[Problem to solve]
Restate word for word the lines that run from the one containing "Annotation task — identify one point per instance of the green" to the last line of the data, both ends included.
▽
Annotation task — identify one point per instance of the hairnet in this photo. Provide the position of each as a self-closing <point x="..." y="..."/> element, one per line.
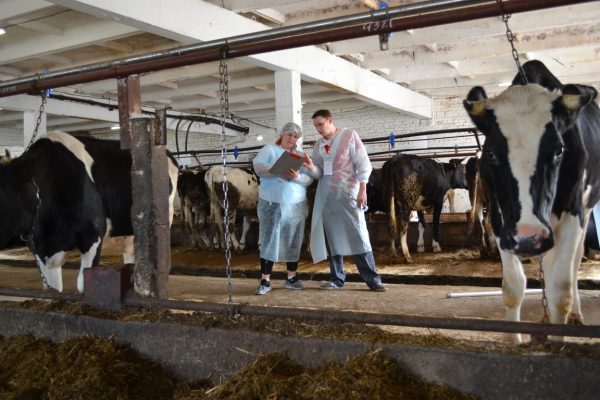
<point x="291" y="127"/>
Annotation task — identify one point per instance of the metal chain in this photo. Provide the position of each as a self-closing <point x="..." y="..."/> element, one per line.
<point x="29" y="239"/>
<point x="224" y="89"/>
<point x="509" y="35"/>
<point x="39" y="120"/>
<point x="544" y="298"/>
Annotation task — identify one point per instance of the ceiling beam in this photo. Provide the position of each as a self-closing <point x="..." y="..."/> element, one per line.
<point x="449" y="50"/>
<point x="467" y="31"/>
<point x="251" y="5"/>
<point x="17" y="8"/>
<point x="207" y="88"/>
<point x="189" y="21"/>
<point x="179" y="74"/>
<point x="87" y="33"/>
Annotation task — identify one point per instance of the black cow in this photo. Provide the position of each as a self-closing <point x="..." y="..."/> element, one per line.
<point x="62" y="194"/>
<point x="540" y="167"/>
<point x="484" y="235"/>
<point x="375" y="197"/>
<point x="414" y="183"/>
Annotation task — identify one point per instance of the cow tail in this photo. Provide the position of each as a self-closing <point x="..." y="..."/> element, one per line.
<point x="474" y="206"/>
<point x="389" y="191"/>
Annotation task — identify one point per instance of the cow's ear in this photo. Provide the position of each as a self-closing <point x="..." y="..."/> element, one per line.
<point x="475" y="105"/>
<point x="475" y="102"/>
<point x="7" y="157"/>
<point x="576" y="96"/>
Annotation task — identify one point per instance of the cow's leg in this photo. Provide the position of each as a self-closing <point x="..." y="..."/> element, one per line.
<point x="437" y="212"/>
<point x="89" y="259"/>
<point x="513" y="290"/>
<point x="128" y="250"/>
<point x="51" y="270"/>
<point x="421" y="241"/>
<point x="245" y="229"/>
<point x="450" y="196"/>
<point x="403" y="226"/>
<point x="560" y="271"/>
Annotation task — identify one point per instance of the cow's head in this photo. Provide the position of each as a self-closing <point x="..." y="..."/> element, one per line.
<point x="456" y="173"/>
<point x="523" y="150"/>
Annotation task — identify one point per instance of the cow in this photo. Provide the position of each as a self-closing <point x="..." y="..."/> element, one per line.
<point x="479" y="212"/>
<point x="111" y="170"/>
<point x="411" y="183"/>
<point x="242" y="195"/>
<point x="195" y="203"/>
<point x="539" y="165"/>
<point x="62" y="194"/>
<point x="375" y="194"/>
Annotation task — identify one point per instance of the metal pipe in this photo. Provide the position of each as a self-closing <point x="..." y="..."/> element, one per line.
<point x="454" y="295"/>
<point x="364" y="24"/>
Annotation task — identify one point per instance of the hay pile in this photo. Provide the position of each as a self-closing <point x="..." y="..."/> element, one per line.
<point x="97" y="369"/>
<point x="82" y="368"/>
<point x="371" y="376"/>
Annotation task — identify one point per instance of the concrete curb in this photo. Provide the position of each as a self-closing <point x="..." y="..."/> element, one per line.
<point x="194" y="352"/>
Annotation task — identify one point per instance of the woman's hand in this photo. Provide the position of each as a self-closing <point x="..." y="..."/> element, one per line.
<point x="308" y="162"/>
<point x="291" y="174"/>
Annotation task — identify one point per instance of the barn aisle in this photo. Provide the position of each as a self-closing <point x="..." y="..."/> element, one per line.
<point x="408" y="299"/>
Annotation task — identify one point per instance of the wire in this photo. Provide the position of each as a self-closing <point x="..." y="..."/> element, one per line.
<point x="34" y="19"/>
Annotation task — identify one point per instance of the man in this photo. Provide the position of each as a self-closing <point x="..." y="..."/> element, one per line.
<point x="340" y="162"/>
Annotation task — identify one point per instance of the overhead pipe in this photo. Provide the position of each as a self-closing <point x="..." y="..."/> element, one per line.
<point x="387" y="20"/>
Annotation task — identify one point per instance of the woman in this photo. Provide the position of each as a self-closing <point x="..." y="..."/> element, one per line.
<point x="281" y="210"/>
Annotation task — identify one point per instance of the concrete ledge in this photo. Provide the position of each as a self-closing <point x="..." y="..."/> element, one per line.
<point x="194" y="352"/>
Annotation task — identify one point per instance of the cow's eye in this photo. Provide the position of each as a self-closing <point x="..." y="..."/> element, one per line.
<point x="491" y="157"/>
<point x="558" y="152"/>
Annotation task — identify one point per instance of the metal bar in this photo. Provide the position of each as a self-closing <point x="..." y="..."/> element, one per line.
<point x="373" y="318"/>
<point x="40" y="294"/>
<point x="364" y="24"/>
<point x="472" y="324"/>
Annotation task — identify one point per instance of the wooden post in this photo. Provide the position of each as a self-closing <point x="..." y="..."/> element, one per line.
<point x="149" y="211"/>
<point x="161" y="189"/>
<point x="128" y="90"/>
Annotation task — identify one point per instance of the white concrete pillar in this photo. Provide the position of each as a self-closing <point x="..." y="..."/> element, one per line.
<point x="288" y="98"/>
<point x="29" y="123"/>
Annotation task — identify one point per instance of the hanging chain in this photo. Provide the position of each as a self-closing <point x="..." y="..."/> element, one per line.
<point x="544" y="298"/>
<point x="224" y="89"/>
<point x="509" y="35"/>
<point x="39" y="120"/>
<point x="29" y="238"/>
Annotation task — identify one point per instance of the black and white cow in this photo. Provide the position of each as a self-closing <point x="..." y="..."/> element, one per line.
<point x="540" y="167"/>
<point x="195" y="202"/>
<point x="480" y="224"/>
<point x="242" y="197"/>
<point x="414" y="183"/>
<point x="62" y="195"/>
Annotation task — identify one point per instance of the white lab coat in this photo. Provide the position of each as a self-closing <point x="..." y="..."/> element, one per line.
<point x="281" y="208"/>
<point x="335" y="213"/>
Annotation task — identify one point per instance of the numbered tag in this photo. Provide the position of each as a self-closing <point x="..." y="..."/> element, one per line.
<point x="328" y="167"/>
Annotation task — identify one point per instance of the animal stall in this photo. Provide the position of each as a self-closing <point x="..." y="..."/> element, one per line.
<point x="227" y="341"/>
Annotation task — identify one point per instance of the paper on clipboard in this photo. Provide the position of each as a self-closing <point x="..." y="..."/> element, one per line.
<point x="289" y="159"/>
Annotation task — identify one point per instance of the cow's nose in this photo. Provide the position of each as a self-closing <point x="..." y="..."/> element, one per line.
<point x="532" y="240"/>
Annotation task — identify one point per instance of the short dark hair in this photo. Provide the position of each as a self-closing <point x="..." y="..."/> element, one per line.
<point x="321" y="113"/>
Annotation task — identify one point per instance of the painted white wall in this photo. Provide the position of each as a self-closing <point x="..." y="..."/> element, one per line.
<point x="369" y="121"/>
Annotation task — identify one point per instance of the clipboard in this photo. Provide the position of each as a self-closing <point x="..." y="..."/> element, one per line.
<point x="289" y="159"/>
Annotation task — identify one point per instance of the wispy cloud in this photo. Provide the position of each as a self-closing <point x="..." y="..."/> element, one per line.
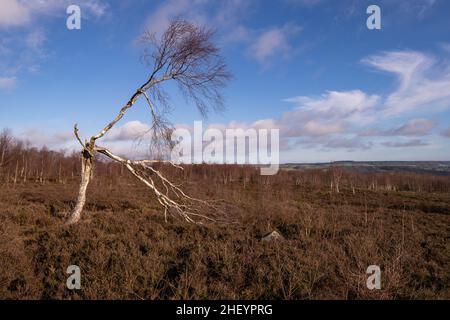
<point x="407" y="144"/>
<point x="414" y="127"/>
<point x="23" y="33"/>
<point x="446" y="133"/>
<point x="7" y="83"/>
<point x="275" y="42"/>
<point x="422" y="82"/>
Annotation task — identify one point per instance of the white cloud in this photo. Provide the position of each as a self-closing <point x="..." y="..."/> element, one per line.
<point x="414" y="127"/>
<point x="13" y="13"/>
<point x="407" y="144"/>
<point x="446" y="133"/>
<point x="16" y="13"/>
<point x="332" y="112"/>
<point x="7" y="83"/>
<point x="274" y="42"/>
<point x="422" y="83"/>
<point x="129" y="131"/>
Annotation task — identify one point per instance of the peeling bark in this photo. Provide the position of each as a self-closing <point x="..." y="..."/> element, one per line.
<point x="86" y="174"/>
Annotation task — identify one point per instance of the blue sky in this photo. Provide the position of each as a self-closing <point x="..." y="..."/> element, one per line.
<point x="335" y="89"/>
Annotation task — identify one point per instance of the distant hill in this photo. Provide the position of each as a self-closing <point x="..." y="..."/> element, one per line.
<point x="429" y="167"/>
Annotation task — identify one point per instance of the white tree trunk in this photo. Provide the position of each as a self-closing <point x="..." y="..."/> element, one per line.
<point x="86" y="173"/>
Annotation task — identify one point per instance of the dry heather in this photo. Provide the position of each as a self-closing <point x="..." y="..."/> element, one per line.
<point x="127" y="251"/>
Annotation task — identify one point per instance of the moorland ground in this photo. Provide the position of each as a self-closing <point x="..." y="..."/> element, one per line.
<point x="126" y="250"/>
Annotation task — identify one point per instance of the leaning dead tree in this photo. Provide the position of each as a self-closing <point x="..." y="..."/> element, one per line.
<point x="184" y="54"/>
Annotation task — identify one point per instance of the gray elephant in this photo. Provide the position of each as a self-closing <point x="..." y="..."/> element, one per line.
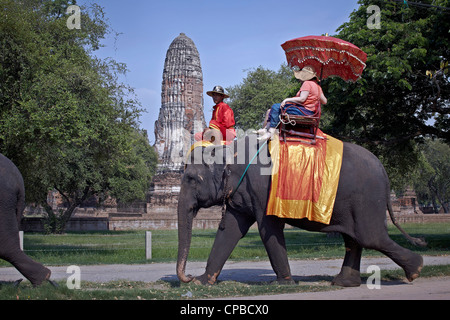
<point x="12" y="204"/>
<point x="359" y="214"/>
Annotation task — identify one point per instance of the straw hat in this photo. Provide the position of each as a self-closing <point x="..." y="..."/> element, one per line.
<point x="307" y="73"/>
<point x="219" y="90"/>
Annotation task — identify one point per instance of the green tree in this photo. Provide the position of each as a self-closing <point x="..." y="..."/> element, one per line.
<point x="396" y="103"/>
<point x="66" y="120"/>
<point x="431" y="181"/>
△
[Solution to the problem]
Annotation task — identify one point per instance of the green tree in this photo. Provide the position of each as a self-closing <point x="..." y="..."/> element, one per line.
<point x="396" y="103"/>
<point x="66" y="120"/>
<point x="431" y="181"/>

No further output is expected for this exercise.